## PROBLEM REQUIREMENTS
Please copy out the lines in the entries that contain "facade".

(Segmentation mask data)

★ ★ ★

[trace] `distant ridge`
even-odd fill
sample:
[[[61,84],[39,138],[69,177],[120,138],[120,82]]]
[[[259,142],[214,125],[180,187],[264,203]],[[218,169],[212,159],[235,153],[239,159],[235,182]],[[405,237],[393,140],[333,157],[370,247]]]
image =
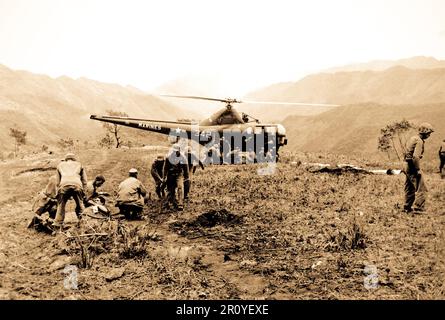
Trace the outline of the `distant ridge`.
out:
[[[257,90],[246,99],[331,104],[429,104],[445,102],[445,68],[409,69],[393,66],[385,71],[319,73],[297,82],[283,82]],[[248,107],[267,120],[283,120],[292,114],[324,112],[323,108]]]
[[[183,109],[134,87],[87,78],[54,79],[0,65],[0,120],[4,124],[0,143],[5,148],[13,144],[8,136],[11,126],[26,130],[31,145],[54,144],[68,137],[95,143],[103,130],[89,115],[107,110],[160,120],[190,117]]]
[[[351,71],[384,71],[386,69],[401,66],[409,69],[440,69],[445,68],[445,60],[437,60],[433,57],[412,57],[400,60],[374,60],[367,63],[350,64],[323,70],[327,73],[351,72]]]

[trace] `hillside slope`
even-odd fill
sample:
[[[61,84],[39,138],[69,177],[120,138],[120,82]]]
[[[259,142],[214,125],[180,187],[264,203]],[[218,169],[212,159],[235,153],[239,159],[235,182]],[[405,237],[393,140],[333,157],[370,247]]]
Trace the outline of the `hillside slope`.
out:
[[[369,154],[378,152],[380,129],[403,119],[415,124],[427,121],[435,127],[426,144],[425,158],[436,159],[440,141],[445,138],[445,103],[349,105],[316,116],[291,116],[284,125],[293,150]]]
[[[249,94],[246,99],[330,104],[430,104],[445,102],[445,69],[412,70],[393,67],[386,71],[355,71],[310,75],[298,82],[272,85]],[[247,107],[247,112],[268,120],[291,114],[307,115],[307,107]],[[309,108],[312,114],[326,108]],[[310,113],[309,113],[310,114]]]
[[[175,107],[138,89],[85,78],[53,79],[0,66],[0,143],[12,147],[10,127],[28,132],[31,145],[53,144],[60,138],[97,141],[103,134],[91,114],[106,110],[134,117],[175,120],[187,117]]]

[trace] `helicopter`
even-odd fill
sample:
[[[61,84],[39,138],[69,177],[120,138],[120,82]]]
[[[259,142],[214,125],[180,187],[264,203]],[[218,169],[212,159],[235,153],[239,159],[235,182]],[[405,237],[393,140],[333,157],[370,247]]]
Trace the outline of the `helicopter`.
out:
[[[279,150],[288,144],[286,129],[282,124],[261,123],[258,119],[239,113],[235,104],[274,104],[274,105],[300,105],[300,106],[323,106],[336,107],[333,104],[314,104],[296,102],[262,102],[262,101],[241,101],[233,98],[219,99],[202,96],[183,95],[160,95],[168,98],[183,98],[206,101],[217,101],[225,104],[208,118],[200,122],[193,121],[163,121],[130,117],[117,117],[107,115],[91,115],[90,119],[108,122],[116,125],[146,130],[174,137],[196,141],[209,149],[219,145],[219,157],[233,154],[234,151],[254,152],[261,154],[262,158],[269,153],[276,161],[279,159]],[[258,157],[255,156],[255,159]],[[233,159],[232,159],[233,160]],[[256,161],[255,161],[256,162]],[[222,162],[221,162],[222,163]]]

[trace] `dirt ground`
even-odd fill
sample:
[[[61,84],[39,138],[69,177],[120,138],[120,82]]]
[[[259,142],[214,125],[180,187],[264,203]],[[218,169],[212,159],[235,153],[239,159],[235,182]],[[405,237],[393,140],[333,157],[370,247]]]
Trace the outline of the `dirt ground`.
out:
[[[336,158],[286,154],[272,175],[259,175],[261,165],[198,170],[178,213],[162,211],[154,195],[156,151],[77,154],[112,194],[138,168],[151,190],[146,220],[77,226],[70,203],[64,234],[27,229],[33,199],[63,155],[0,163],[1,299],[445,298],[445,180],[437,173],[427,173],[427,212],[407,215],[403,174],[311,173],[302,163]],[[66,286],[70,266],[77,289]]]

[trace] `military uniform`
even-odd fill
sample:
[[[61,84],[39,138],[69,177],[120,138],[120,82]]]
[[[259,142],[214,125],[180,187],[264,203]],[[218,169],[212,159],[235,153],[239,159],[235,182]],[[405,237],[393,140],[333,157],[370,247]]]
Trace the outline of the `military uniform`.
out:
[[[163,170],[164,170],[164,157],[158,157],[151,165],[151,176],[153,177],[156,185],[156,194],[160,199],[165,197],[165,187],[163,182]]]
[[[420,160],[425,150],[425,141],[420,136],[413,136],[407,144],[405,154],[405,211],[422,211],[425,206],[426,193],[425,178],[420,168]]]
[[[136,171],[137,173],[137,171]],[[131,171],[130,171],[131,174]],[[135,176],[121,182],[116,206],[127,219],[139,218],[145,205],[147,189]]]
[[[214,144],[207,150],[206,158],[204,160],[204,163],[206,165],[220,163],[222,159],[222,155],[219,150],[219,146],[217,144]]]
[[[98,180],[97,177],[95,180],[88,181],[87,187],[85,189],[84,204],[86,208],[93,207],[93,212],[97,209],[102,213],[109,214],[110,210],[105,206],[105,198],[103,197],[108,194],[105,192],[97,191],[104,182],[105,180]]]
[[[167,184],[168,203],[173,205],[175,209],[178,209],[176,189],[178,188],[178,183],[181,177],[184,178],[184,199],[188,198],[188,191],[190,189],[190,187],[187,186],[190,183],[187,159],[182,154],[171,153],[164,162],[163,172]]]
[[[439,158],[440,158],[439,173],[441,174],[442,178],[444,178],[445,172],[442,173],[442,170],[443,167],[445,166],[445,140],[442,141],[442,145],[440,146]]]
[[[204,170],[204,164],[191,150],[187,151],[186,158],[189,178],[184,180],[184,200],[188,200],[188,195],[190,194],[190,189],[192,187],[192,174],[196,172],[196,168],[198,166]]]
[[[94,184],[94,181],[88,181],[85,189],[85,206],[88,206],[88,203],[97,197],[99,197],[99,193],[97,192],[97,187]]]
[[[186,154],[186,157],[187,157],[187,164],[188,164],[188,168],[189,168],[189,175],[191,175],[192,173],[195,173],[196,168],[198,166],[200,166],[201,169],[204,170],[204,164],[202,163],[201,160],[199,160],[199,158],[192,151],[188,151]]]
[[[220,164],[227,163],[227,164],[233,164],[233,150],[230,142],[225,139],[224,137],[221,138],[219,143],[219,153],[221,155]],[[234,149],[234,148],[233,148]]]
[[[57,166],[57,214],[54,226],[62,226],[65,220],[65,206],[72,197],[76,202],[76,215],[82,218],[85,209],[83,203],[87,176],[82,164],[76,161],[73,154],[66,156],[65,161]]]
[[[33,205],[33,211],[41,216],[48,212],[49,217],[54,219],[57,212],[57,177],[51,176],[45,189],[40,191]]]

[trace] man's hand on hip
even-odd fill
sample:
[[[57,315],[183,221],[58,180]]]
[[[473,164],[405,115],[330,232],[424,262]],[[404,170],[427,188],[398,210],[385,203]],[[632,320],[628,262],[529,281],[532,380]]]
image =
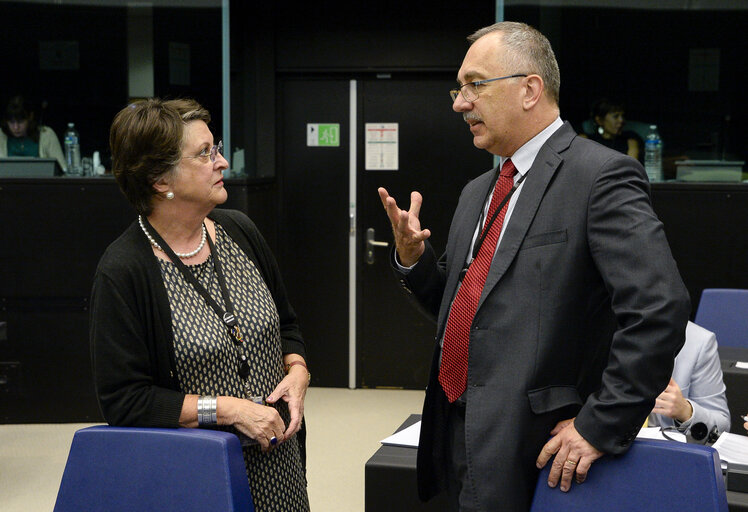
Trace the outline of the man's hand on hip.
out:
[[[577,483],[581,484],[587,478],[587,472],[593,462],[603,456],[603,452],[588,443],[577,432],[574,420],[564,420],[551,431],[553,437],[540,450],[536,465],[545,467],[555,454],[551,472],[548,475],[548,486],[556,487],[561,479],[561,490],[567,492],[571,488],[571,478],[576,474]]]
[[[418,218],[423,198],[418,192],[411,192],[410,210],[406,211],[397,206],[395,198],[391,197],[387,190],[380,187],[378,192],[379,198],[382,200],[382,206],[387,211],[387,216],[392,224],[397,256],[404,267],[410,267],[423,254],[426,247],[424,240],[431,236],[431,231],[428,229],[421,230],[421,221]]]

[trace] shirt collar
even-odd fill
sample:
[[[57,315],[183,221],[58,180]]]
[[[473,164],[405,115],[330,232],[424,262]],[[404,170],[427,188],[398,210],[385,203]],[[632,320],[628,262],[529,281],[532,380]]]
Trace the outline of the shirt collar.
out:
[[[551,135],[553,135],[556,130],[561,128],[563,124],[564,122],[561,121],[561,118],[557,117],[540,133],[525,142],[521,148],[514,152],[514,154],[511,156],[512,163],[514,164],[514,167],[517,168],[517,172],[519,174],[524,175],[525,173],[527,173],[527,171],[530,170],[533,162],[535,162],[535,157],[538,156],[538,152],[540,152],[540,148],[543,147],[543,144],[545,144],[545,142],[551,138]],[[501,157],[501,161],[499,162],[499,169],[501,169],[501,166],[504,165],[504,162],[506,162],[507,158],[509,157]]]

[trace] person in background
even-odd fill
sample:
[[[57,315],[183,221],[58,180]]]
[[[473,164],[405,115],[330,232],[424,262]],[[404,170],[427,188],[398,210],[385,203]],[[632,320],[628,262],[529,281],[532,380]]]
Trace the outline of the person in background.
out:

★ ★ ★

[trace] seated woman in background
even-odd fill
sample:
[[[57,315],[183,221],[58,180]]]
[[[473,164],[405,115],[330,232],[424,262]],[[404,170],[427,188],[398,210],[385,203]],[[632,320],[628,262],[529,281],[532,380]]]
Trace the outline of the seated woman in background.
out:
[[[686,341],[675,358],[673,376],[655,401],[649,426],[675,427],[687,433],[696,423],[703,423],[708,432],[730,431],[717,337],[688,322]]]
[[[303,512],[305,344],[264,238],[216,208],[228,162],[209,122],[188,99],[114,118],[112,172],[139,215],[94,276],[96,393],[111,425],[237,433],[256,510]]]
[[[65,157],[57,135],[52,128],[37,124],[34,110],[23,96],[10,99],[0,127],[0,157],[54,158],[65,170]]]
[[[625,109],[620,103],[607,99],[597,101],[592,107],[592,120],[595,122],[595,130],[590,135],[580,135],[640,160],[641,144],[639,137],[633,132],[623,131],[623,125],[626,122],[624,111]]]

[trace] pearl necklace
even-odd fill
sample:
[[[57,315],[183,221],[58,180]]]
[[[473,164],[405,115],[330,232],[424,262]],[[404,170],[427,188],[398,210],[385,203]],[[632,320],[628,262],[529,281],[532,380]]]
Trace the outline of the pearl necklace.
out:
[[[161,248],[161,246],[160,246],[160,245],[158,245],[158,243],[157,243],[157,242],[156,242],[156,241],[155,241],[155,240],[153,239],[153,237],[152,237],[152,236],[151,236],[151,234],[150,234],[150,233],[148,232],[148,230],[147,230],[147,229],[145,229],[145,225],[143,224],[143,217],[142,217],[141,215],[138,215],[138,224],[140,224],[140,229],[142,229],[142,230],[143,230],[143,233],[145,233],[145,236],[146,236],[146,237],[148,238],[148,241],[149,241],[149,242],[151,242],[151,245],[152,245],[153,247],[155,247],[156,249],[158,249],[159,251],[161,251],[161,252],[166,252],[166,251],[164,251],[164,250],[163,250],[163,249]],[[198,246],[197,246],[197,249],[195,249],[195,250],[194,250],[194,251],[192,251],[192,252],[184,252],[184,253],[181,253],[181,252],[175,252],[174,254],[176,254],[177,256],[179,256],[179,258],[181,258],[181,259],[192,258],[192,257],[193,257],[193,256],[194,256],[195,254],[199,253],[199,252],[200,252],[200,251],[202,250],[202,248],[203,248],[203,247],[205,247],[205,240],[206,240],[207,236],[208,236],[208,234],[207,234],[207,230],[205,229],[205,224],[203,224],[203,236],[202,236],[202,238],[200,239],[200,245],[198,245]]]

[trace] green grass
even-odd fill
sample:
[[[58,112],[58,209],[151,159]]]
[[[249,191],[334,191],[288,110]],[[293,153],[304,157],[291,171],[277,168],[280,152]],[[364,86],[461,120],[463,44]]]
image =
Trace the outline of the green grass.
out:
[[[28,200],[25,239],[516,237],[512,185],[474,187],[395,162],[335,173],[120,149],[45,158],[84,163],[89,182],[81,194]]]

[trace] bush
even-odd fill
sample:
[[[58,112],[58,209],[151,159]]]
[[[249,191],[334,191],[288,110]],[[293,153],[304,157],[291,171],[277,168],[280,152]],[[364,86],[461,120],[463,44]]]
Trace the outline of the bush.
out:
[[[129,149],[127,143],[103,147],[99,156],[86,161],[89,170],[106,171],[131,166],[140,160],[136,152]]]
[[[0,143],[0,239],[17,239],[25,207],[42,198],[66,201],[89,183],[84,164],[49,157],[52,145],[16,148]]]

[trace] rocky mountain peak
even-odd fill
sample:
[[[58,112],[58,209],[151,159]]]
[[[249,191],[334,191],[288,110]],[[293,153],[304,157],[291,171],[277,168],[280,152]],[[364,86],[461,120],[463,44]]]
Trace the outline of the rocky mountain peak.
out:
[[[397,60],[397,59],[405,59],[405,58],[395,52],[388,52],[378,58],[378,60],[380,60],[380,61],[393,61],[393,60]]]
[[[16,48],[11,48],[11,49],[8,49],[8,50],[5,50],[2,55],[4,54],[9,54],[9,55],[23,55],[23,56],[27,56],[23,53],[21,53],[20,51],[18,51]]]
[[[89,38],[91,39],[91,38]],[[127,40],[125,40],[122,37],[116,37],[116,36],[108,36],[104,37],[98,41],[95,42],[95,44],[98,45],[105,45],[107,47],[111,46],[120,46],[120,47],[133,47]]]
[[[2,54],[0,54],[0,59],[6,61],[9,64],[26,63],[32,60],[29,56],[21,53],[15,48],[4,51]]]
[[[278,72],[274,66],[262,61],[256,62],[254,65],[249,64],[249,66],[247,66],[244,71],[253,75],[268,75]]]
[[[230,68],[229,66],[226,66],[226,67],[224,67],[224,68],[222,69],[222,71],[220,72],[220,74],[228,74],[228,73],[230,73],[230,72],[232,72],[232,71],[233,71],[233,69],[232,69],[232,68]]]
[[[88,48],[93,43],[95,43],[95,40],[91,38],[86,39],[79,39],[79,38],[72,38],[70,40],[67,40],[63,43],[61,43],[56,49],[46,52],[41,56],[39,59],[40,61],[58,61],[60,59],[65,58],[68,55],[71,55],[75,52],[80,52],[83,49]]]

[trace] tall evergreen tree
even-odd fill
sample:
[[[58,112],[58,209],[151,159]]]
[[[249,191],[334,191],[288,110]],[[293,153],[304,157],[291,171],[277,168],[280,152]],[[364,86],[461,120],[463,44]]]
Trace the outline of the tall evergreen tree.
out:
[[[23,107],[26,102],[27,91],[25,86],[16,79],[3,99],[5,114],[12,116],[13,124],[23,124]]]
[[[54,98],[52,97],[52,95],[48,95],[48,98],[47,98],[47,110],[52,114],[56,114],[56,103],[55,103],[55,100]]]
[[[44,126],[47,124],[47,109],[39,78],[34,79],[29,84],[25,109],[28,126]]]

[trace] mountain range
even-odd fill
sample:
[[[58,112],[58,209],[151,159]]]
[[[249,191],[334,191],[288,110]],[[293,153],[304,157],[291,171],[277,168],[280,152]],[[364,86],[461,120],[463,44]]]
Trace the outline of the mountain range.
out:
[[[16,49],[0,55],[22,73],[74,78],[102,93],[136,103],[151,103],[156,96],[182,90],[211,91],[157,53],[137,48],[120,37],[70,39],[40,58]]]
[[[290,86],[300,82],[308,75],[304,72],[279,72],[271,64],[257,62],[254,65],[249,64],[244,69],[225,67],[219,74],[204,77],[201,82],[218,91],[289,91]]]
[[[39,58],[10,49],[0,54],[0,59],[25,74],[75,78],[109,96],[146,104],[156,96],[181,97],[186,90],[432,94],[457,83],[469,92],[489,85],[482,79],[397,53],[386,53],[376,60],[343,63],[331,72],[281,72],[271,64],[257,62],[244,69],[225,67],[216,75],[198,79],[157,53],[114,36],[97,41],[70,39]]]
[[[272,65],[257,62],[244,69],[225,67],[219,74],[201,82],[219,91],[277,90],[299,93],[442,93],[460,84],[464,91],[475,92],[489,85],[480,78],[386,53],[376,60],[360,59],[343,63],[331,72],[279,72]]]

★ ★ ★

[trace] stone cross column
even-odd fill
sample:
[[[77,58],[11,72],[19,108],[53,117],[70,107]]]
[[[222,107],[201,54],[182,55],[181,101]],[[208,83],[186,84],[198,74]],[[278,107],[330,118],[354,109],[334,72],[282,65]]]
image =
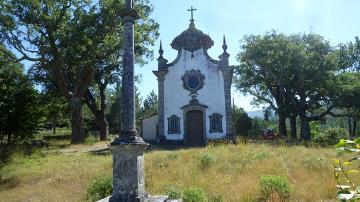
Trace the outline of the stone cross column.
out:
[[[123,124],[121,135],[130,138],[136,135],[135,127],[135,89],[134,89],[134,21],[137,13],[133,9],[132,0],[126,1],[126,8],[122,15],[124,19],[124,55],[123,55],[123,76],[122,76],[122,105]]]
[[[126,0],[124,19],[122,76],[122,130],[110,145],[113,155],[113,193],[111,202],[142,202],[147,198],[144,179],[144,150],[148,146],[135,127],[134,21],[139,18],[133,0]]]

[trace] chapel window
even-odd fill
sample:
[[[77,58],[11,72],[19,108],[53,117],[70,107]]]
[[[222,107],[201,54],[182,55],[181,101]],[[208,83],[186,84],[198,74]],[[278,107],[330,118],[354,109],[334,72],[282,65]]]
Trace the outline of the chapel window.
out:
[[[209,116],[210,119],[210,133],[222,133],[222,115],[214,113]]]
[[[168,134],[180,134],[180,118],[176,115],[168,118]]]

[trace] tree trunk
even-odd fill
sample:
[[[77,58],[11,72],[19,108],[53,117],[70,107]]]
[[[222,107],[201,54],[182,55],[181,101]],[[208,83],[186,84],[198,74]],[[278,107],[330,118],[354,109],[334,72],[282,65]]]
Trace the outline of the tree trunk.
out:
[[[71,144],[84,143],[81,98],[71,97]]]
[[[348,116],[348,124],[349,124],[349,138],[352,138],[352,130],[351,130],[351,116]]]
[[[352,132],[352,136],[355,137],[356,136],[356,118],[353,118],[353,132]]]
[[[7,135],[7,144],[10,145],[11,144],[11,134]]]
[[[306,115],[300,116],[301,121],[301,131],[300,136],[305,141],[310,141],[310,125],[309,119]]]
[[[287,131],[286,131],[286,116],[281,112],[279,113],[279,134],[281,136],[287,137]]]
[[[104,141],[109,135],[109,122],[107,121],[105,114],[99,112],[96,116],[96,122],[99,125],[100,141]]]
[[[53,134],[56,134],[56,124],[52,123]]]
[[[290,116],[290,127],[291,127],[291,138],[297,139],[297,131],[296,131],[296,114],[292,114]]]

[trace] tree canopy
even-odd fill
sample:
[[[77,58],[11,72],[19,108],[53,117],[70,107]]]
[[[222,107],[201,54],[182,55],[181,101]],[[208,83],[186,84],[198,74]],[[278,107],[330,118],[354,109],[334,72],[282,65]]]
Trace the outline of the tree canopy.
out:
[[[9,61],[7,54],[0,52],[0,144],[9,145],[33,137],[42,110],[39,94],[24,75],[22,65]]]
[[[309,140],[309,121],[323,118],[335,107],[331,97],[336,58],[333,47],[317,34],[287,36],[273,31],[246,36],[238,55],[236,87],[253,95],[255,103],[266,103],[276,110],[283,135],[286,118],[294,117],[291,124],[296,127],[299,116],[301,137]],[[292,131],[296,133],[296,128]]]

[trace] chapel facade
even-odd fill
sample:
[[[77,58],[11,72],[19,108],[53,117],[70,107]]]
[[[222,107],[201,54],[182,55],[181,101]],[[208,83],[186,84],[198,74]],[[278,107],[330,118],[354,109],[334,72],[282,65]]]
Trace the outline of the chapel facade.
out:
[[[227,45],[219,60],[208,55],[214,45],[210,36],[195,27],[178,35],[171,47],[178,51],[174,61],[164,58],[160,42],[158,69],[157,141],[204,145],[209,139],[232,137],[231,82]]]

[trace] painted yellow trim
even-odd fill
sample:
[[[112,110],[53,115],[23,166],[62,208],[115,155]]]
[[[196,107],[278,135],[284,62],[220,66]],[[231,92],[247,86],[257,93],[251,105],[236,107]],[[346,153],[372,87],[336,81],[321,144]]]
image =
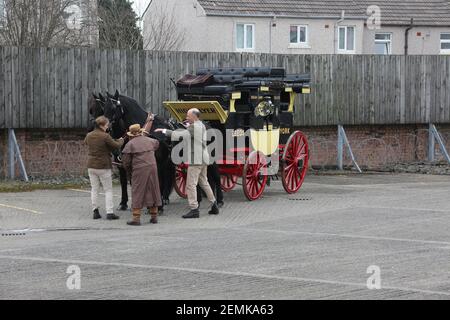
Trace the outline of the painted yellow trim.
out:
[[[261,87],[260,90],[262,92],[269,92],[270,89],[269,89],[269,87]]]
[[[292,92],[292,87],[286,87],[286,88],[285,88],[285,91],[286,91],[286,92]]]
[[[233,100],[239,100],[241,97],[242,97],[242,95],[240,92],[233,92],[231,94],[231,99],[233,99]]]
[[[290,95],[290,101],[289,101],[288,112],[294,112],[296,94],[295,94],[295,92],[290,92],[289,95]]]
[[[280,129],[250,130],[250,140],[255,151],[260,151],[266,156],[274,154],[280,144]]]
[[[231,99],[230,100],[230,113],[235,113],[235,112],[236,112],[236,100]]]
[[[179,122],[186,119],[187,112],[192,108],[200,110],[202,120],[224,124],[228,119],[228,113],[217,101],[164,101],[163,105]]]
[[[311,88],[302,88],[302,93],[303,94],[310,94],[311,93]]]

★ ★ ★

## SOLUTION TO THIS TASK
[trace] chapel facade
Trace the outline of the chapel facade.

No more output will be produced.